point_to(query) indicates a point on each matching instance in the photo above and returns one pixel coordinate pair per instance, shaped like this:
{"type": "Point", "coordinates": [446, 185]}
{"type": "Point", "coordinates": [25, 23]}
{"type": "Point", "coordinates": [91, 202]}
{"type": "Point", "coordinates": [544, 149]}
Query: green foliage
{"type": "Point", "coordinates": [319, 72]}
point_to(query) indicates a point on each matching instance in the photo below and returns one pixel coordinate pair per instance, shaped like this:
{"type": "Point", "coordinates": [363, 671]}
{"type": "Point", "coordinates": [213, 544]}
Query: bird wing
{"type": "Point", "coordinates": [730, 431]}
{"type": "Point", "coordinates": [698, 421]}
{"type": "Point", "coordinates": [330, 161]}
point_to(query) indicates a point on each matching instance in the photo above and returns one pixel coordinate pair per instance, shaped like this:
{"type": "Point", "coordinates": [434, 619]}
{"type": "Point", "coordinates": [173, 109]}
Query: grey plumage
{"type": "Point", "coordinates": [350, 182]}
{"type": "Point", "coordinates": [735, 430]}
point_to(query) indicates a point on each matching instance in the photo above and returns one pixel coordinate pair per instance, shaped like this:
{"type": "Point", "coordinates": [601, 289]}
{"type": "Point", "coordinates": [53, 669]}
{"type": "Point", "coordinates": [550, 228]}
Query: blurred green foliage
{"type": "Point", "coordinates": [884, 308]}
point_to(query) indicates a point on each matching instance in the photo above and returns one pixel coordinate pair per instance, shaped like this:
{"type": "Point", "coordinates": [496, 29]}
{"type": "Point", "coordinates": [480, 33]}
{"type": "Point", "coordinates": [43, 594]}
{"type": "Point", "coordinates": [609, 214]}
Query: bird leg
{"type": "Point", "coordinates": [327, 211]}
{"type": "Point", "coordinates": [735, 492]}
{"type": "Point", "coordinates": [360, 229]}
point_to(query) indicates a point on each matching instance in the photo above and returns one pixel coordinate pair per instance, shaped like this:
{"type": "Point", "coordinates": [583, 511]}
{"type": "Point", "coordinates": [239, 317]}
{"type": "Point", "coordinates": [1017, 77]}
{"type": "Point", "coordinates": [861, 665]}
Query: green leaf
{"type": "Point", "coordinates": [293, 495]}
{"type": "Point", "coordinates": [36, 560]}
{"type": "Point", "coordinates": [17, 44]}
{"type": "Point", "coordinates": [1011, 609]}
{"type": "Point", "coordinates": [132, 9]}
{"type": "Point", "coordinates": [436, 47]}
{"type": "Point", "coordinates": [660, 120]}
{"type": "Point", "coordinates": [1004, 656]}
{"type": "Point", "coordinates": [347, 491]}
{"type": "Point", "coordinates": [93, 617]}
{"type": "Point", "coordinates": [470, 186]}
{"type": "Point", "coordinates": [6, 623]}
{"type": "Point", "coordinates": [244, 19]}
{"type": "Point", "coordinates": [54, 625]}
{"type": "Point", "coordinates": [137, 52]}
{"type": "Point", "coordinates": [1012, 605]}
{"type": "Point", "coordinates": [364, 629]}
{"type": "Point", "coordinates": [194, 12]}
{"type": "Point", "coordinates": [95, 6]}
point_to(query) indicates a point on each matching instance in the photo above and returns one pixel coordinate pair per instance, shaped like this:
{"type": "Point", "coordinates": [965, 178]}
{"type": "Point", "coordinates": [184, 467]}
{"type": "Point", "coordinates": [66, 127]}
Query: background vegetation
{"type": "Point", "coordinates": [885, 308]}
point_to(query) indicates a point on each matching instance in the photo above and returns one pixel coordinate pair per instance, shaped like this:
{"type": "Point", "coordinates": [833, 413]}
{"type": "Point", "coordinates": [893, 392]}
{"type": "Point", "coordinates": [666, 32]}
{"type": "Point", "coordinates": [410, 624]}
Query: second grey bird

* * *

* **ABOUT THIS TASK**
Every record above needs to be restated exactly.

* **SOLUTION BELOW**
point_to(query) indicates a point on each matching instance in the photo above and returns one pixel coordinate pair per instance, shaped like this:
{"type": "Point", "coordinates": [446, 185]}
{"type": "Point", "coordinates": [25, 23]}
{"type": "Point", "coordinates": [91, 202]}
{"type": "Point", "coordinates": [544, 149]}
Query: green foliage
{"type": "Point", "coordinates": [319, 72]}
point_to(query) indicates a point on each matching instance in the photo below and returns one pixel coordinate pair per instance, shaped like this:
{"type": "Point", "coordinates": [363, 671]}
{"type": "Point", "coordinates": [213, 544]}
Query: bird wing
{"type": "Point", "coordinates": [730, 431]}
{"type": "Point", "coordinates": [698, 421]}
{"type": "Point", "coordinates": [330, 161]}
point_to(query) indicates a point on each matching instance in the photo above and returns one pixel coordinate pair per instance, shaped like this:
{"type": "Point", "coordinates": [434, 619]}
{"type": "Point", "coordinates": [173, 109]}
Query: grey plumage
{"type": "Point", "coordinates": [350, 182]}
{"type": "Point", "coordinates": [735, 430]}
point_to(query) indicates a point on each matching instance in the photo above and returns one pixel coordinate pair per instance, shaped like this:
{"type": "Point", "coordinates": [601, 289]}
{"type": "Point", "coordinates": [53, 669]}
{"type": "Point", "coordinates": [550, 228]}
Query: blurred green foliage
{"type": "Point", "coordinates": [884, 308]}
point_to(query) indicates a point on each matching instance in the photo above and returns one pixel coordinate pair per instance, shaped like this:
{"type": "Point", "coordinates": [496, 29]}
{"type": "Point", "coordinates": [480, 33]}
{"type": "Point", "coordinates": [43, 594]}
{"type": "Point", "coordinates": [609, 214]}
Query: bird leg
{"type": "Point", "coordinates": [327, 211]}
{"type": "Point", "coordinates": [735, 492]}
{"type": "Point", "coordinates": [360, 229]}
point_to(query) indicates a point on each matching instance in the photo above and returns one pixel coordinate pair per instance, shaped like this:
{"type": "Point", "coordinates": [583, 511]}
{"type": "Point", "coordinates": [239, 317]}
{"type": "Point", "coordinates": [1017, 77]}
{"type": "Point", "coordinates": [861, 665]}
Query: green leaf
{"type": "Point", "coordinates": [293, 495]}
{"type": "Point", "coordinates": [36, 560]}
{"type": "Point", "coordinates": [17, 44]}
{"type": "Point", "coordinates": [1011, 609]}
{"type": "Point", "coordinates": [132, 9]}
{"type": "Point", "coordinates": [436, 47]}
{"type": "Point", "coordinates": [660, 120]}
{"type": "Point", "coordinates": [1004, 656]}
{"type": "Point", "coordinates": [347, 491]}
{"type": "Point", "coordinates": [93, 617]}
{"type": "Point", "coordinates": [470, 186]}
{"type": "Point", "coordinates": [6, 623]}
{"type": "Point", "coordinates": [244, 19]}
{"type": "Point", "coordinates": [54, 625]}
{"type": "Point", "coordinates": [137, 52]}
{"type": "Point", "coordinates": [1012, 605]}
{"type": "Point", "coordinates": [364, 629]}
{"type": "Point", "coordinates": [194, 12]}
{"type": "Point", "coordinates": [95, 6]}
point_to(query) indicates a point on each matching instance in the photo above and returns one pixel coordinate pair per instance, shaped like this:
{"type": "Point", "coordinates": [965, 178]}
{"type": "Point", "coordinates": [184, 467]}
{"type": "Point", "coordinates": [66, 127]}
Query: background vegetation
{"type": "Point", "coordinates": [885, 308]}
point_to(query) indicates a point on each matching instance in the photo above and returns one pixel coordinate pair per instance, shaped like this:
{"type": "Point", "coordinates": [833, 413]}
{"type": "Point", "coordinates": [893, 392]}
{"type": "Point", "coordinates": [666, 32]}
{"type": "Point", "coordinates": [410, 624]}
Query: second grey bird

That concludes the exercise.